## [WORK TO COMPLETE]
Needed from the data below: every line from the one with "Query: paved sidewalk" up to and including the one with "written like (106,60).", repeated exactly and with nothing else.

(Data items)
Content starts

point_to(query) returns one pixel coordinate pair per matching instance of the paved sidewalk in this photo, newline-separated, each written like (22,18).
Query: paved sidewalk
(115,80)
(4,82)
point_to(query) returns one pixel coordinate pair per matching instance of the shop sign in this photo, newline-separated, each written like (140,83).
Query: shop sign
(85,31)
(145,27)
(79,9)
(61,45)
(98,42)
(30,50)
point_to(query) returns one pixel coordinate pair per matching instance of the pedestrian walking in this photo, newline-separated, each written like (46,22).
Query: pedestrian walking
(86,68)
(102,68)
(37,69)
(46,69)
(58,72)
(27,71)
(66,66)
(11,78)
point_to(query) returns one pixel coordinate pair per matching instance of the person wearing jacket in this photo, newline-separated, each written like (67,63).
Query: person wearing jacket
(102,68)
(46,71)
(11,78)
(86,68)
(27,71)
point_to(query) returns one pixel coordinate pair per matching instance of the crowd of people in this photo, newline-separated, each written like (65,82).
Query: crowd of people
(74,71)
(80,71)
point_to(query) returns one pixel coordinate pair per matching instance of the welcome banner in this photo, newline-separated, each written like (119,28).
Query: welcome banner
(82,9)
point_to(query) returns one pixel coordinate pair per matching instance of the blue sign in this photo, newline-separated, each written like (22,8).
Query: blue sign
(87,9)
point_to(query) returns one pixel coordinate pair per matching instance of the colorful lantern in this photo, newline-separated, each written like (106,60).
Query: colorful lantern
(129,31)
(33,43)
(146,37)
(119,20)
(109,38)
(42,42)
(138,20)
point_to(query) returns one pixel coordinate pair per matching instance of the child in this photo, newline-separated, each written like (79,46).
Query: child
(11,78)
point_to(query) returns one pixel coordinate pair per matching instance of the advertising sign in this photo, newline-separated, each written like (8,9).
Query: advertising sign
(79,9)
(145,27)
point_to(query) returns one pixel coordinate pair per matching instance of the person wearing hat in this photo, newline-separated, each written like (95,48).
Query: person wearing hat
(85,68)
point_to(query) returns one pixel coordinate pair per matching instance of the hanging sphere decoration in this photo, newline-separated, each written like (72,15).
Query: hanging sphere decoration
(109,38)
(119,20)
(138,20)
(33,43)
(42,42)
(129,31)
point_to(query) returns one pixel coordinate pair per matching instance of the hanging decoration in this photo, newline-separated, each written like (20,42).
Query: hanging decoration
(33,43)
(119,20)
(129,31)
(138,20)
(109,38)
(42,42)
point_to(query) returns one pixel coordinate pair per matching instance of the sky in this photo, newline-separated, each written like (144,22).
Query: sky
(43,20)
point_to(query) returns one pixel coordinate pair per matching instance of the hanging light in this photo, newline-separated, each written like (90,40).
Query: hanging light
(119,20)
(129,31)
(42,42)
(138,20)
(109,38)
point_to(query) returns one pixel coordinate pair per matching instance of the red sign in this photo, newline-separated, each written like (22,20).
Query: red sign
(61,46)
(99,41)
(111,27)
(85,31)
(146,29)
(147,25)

Content ends

## [OUTPUT OF THE EXERCISE]
Query: paved sidewalk
(115,80)
(4,82)
point_to(query) returns one pixel coordinate pair per matching instance of the shop sign in this photo, newline-separated, each written like (140,83).
Query: shop sign
(85,31)
(145,27)
(79,9)
(61,45)
(98,42)
(30,50)
point_to(query) returns one pixel coordinate pair per matching instance of the pedestrian walking in this photo, newline-separated, each written like (46,22).
Query: pedestrian walking
(86,68)
(102,68)
(37,69)
(46,69)
(58,72)
(27,71)
(66,66)
(11,78)
point_to(query) returns one pixel coordinate pair per matching instance of the person wearing jacket in this photo, newline-separated, each written like (67,63).
Query: person wearing jacket
(102,68)
(46,71)
(11,78)
(86,68)
(27,71)
point_to(query) returns one pixel coordinate pair per matching instance of the crowd of people in this photo, newline-separated, each written like (65,82).
Query: crowd of people
(74,71)
(80,71)
point_to(query) returns one pixel coordinate pair per matching instance of the welcome banner in this photo, newline-separated, each written like (119,28).
Query: welcome banner
(82,9)
point_to(query) returns one pixel coordinate pair per matching instance of the blue sign in this photo, newline-separated, each written like (22,8).
Query: blue sign
(87,9)
point_to(query) returns one pixel coordinate pair per matching instance of the colorful lantern in this photo, newline-separated, each written like (106,60).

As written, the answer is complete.